*WHAT IS REQUIRED*:
Can you swap "Mark each occurrence" for "Enclose every instance" throughout the listing below and reproduce the whole listing with nothing else altered?

Dataset rows:
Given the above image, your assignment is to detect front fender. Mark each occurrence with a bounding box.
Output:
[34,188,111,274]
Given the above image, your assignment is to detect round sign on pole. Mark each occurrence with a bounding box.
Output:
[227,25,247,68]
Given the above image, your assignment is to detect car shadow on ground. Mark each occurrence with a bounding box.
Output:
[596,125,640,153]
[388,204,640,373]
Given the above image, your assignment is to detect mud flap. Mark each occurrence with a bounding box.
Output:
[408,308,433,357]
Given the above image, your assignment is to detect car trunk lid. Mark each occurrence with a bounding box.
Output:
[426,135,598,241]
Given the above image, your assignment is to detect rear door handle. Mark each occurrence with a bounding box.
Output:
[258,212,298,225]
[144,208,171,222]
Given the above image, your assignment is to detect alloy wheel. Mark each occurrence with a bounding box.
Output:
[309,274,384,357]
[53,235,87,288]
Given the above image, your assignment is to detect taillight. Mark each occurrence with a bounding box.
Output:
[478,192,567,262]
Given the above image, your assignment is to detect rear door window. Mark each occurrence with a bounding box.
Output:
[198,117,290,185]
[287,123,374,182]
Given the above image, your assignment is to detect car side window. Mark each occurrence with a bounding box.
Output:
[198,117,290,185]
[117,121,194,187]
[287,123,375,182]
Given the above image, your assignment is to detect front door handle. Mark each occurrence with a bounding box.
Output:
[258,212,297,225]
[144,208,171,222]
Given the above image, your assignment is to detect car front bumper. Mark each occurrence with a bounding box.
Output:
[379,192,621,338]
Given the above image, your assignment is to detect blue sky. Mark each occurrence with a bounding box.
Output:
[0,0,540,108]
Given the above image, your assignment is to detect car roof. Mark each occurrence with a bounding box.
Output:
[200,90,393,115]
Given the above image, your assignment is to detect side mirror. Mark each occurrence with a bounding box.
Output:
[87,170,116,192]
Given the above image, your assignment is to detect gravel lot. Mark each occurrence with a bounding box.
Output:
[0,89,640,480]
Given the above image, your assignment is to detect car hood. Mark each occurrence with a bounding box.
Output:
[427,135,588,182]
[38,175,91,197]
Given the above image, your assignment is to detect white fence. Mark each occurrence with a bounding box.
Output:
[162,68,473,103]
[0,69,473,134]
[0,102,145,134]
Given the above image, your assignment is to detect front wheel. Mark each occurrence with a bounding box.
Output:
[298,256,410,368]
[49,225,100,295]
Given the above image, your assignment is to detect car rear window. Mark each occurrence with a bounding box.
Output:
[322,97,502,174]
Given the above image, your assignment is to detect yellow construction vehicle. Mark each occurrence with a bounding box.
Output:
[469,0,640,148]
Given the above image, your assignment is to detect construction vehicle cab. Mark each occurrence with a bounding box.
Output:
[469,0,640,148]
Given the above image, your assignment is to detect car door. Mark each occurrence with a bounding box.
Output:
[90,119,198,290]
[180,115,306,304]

*SOLUTION*:
Given the above image, your assignment is to detect front fender. Enclose every instance with a bounding box.
Output:
[34,188,111,274]
Given the above image, your assignment is to detect round sign on pole. Enclose every instance with a bounding box.
Output:
[227,25,247,68]
Given the above image, your assignment is to detect car shadow on ground. Enclose every instance with a bounding box.
Output:
[596,125,640,153]
[388,204,640,373]
Given the above image, your assignment is to detect mud flap. Enclose every instance with a bounding box.
Output:
[408,308,433,357]
Given the above image, your assignment is to detect car trunk lid. Enclose every instance with a bounding box.
Output:
[426,135,598,241]
Given the above image, your assignment is to detect rear door handle. Enclose every instance with a bounding box.
Output:
[258,212,298,225]
[144,208,171,222]
Given the above image, your assignment is to detect alloy wheel. Enclose every instance with a bounding box.
Output:
[309,274,384,357]
[53,235,87,288]
Given the above image, your assignment is to detect taillight. Enclose every instance with a bounding box.
Output:
[478,192,567,262]
Given the above image, your assignment is to detect rear door window. Enclose every instance with a bounding box.
Output:
[198,117,290,185]
[287,123,374,182]
Given the above image, your assignment is to detect car side window. Enclose every instance with a bounding box.
Output:
[198,117,290,185]
[117,121,194,187]
[287,123,375,182]
Given the above image, your assignment is to detect front door handle. Enclose every instance with a bounding box.
Output:
[258,212,297,225]
[144,208,171,222]
Given the above image, your assignment is to detect car front bumper. Enclose every instance with a bounding box.
Output:
[379,192,621,338]
Given the above image, your assignment is to detect blue sky. Enclose every instance with a bounding box.
Output:
[0,0,540,108]
Given the above image, your assignment is to detect car roof. Enclose every instance with a bounding box.
Output:
[200,90,393,115]
Given the above image, your assignment is to detect side mirror. Enclose every instance with a bounding box.
Output:
[87,170,116,192]
Given the above image, your assignment is to detect gravel lot. Enclose every instance with a bounding box.
Output:
[0,89,640,480]
Given the above image, your assignment is to detect car hood. Enclose every instance with a bounding box.
Output:
[427,135,588,182]
[38,175,91,197]
Given the above image, your assignment is to detect white fence. Enclose every instance with a bounding box.
Output:
[162,68,473,103]
[0,69,473,134]
[0,102,145,134]
Given the above image, your assignment is to detect front wheel. Enclose every instance with a bounding box.
Output:
[298,256,410,368]
[49,225,100,295]
Given the above image, your assignment is to detect car rear window. Enclose every instance with a bounding box.
Output:
[322,97,502,174]
Given the above image, your assignment is to detect yellow construction vehicle. Enclose every instance with a bounding box.
Output:
[469,0,640,148]
Given the above image, your assignment is to detect construction vehicle cab. Enclose every instance with a bounding box.
Output:
[469,0,640,148]
Given the above image, your assignment is to detect car door. Enclose every instance with a bounding box.
Output:
[90,119,198,290]
[180,115,306,304]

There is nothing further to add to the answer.